----- Input for this task

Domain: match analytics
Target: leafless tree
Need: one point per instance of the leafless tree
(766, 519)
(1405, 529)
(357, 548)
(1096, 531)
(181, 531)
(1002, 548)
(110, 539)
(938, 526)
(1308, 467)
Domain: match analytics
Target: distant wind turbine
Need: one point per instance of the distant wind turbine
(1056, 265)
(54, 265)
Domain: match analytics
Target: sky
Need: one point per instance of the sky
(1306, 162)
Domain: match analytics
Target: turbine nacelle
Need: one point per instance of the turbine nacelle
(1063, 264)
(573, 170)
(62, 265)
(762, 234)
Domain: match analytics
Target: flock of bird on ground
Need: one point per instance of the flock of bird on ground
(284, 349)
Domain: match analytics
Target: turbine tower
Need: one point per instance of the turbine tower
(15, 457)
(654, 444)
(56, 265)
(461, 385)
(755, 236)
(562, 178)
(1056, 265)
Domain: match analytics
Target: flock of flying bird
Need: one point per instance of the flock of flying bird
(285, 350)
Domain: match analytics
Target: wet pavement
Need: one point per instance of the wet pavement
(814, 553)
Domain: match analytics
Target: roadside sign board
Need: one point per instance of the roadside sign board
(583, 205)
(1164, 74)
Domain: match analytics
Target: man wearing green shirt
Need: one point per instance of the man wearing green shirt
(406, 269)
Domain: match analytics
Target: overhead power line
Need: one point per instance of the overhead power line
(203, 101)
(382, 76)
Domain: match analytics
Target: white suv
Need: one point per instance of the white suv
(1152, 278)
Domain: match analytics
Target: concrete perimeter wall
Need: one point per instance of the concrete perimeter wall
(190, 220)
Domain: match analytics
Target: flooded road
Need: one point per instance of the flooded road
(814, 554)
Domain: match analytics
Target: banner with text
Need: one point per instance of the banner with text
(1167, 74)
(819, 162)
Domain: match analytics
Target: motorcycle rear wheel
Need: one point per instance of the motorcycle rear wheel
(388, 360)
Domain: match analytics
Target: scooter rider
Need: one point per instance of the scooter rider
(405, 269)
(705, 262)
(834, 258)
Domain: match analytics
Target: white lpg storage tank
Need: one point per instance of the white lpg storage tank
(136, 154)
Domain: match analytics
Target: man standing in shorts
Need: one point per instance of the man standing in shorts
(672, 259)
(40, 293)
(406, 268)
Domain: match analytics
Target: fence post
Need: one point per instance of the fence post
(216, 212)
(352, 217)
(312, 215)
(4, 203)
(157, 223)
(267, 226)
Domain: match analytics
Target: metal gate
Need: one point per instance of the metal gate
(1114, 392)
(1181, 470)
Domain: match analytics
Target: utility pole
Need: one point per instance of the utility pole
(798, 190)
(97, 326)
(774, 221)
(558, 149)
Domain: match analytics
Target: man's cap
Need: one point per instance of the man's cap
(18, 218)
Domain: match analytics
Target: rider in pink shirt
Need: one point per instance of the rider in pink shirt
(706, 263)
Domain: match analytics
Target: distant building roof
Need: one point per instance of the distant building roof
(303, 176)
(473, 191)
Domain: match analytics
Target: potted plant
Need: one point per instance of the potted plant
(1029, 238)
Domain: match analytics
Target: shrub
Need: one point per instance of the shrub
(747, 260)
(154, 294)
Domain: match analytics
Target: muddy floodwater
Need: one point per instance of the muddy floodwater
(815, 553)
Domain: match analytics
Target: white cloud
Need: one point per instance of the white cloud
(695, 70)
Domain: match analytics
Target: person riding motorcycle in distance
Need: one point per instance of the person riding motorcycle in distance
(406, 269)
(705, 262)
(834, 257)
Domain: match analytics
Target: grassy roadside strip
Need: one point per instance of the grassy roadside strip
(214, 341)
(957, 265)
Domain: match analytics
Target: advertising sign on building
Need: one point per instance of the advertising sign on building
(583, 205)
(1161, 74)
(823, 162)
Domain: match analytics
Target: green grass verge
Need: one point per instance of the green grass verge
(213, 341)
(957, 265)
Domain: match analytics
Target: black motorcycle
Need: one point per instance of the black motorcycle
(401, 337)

----------

Turn every row above into a JSON list of strings, one string for each line, and leave out any blank lines.

# [Full response]
[
  "Domain: match analytics",
  "Target: leafless tree",
  "Need: one point per instance of the leafless tree",
  "(766, 519)",
  "(1405, 529)",
  "(357, 548)",
  "(1096, 531)",
  "(181, 531)",
  "(1002, 548)",
  "(110, 539)",
  "(938, 526)",
  "(1308, 467)",
  "Domain: match analytics",
  "Target: distant wind turbine",
  "Need: one point per instance of the distant wind turbine",
  "(1056, 265)",
  "(54, 265)",
  "Domain: match analytics",
  "Target: sky",
  "Need: one point per instance of the sky",
  "(1306, 162)",
  "Domain: match analytics",
  "Target: turbine nacelle",
  "Need: one point per instance of the turbine nacelle",
  "(1063, 264)",
  "(573, 170)",
  "(62, 265)",
  "(762, 234)",
  "Domain: match analytics",
  "Target: flock of bird on ground",
  "Need: one point per instance of the flock of bird on ground",
  "(284, 349)",
  "Domain: match analytics",
  "Target: turbine tower",
  "Need: one point per instance of the turbine tower",
  "(15, 457)",
  "(654, 444)",
  "(56, 265)",
  "(461, 385)",
  "(755, 236)",
  "(562, 178)",
  "(1056, 265)",
  "Domain: match analytics",
  "Target: flock of flying bird",
  "Need: one point per instance of the flock of flying bird",
  "(285, 350)",
  "Domain: match analytics",
  "Target: wet pavement",
  "Need: one point per instance of the wet pavement",
  "(814, 553)",
  "Domain: match analytics",
  "Target: roadside sign board",
  "Need: one point per instance of the roadside sign board",
  "(583, 205)",
  "(1164, 74)",
  "Domain: match analytics",
  "Target: man wearing green shirt",
  "Need: one point per instance of the man wearing green shirt",
  "(406, 269)",
  "Domain: match analytics",
  "Target: overhead power line",
  "Need: one point per instance of the overhead power line",
  "(203, 101)",
  "(382, 76)",
  "Domain: match analytics",
  "Target: white suv",
  "Need: one point per instance of the white suv",
  "(1152, 278)",
  "Domain: match analytics",
  "Target: concrete perimeter wall",
  "Need: one point per instance of the concrete perimeter wall",
  "(190, 220)",
  "Domain: match analytics",
  "Target: flooded road",
  "Need: one point per instance of the flooded road",
  "(814, 554)",
  "Domain: match analytics",
  "Target: banner with text",
  "Need: one point per instance of the banner with text",
  "(1167, 74)",
  "(819, 162)",
  "Domain: match analytics",
  "Target: motorcycle rear wheel",
  "Need: one point per instance of the motorcycle rear wheel",
  "(388, 360)",
  "Domain: match analytics",
  "Target: scooter rider",
  "Need: one point per instance of the scooter rider",
  "(405, 269)",
  "(705, 262)",
  "(834, 258)",
  "Domain: match analytics",
  "Target: white lpg storage tank",
  "Need: one point per instance of the white lpg storage tank",
  "(136, 154)",
  "Domain: match analytics",
  "Target: man standing in shorts",
  "Need: one point per instance of the man standing in shorts",
  "(672, 259)",
  "(40, 293)",
  "(406, 268)",
  "Domain: match analytics",
  "Target: fence post",
  "Need: one point per instance of the fence post",
  "(216, 212)",
  "(352, 217)",
  "(312, 215)",
  "(4, 203)",
  "(157, 223)",
  "(267, 226)",
  "Domain: match analytics",
  "Target: metal gate",
  "Need: one point per instance of the metal gate",
  "(1114, 392)",
  "(1181, 470)",
  "Domain: match analytics",
  "Target: utility pole",
  "Need: one point per instance of the utility pole",
  "(798, 190)",
  "(97, 326)",
  "(774, 221)",
  "(558, 149)",
  "Domain: match analytics",
  "Target: man's cap",
  "Need: one point per instance of the man's cap",
  "(18, 218)",
  "Domain: match analytics",
  "Target: rider in pink shirt",
  "Need: one point per instance of the rider in pink shirt",
  "(706, 263)",
  "Domain: match analytics",
  "Target: distant building roof",
  "Need: one point per instance of the distant building roof",
  "(303, 176)",
  "(473, 191)",
  "Domain: match analytics",
  "Target: potted plant",
  "Need: one point per instance of the potted plant",
  "(1029, 238)",
  "Domain: match analytics",
  "Target: shrub",
  "Need: one point per instance of the shrub",
  "(747, 260)",
  "(154, 294)",
  "Domain: match analytics",
  "Target: muddy floodwater",
  "Need: one point per instance of the muddy floodwater",
  "(815, 553)",
  "Domain: match analytics",
  "Target: white cloud",
  "Need: one point per instance of the white cloud",
  "(695, 70)",
  "Domain: match analytics",
  "Target: person riding motorcycle in distance",
  "Need: one point per instance of the person riding motorcycle in distance",
  "(406, 269)",
  "(705, 262)",
  "(834, 257)",
  "Domain: match analytics",
  "Target: grassy roadside strip",
  "Need: one point per instance of the grassy roadside strip",
  "(214, 341)",
  "(957, 265)",
  "Domain: match analytics",
  "Target: advertising sign on building",
  "Need: one point per instance of the advertising sign on building",
  "(583, 205)",
  "(1161, 74)",
  "(823, 162)",
  "Domain: match analytics",
  "Target: green grass verge",
  "Need: one point per instance of the green grass verge",
  "(213, 341)",
  "(957, 265)",
  "Domain: match analytics",
  "Target: black motorcycle",
  "Need: one point per instance of the black motorcycle",
  "(401, 337)"
]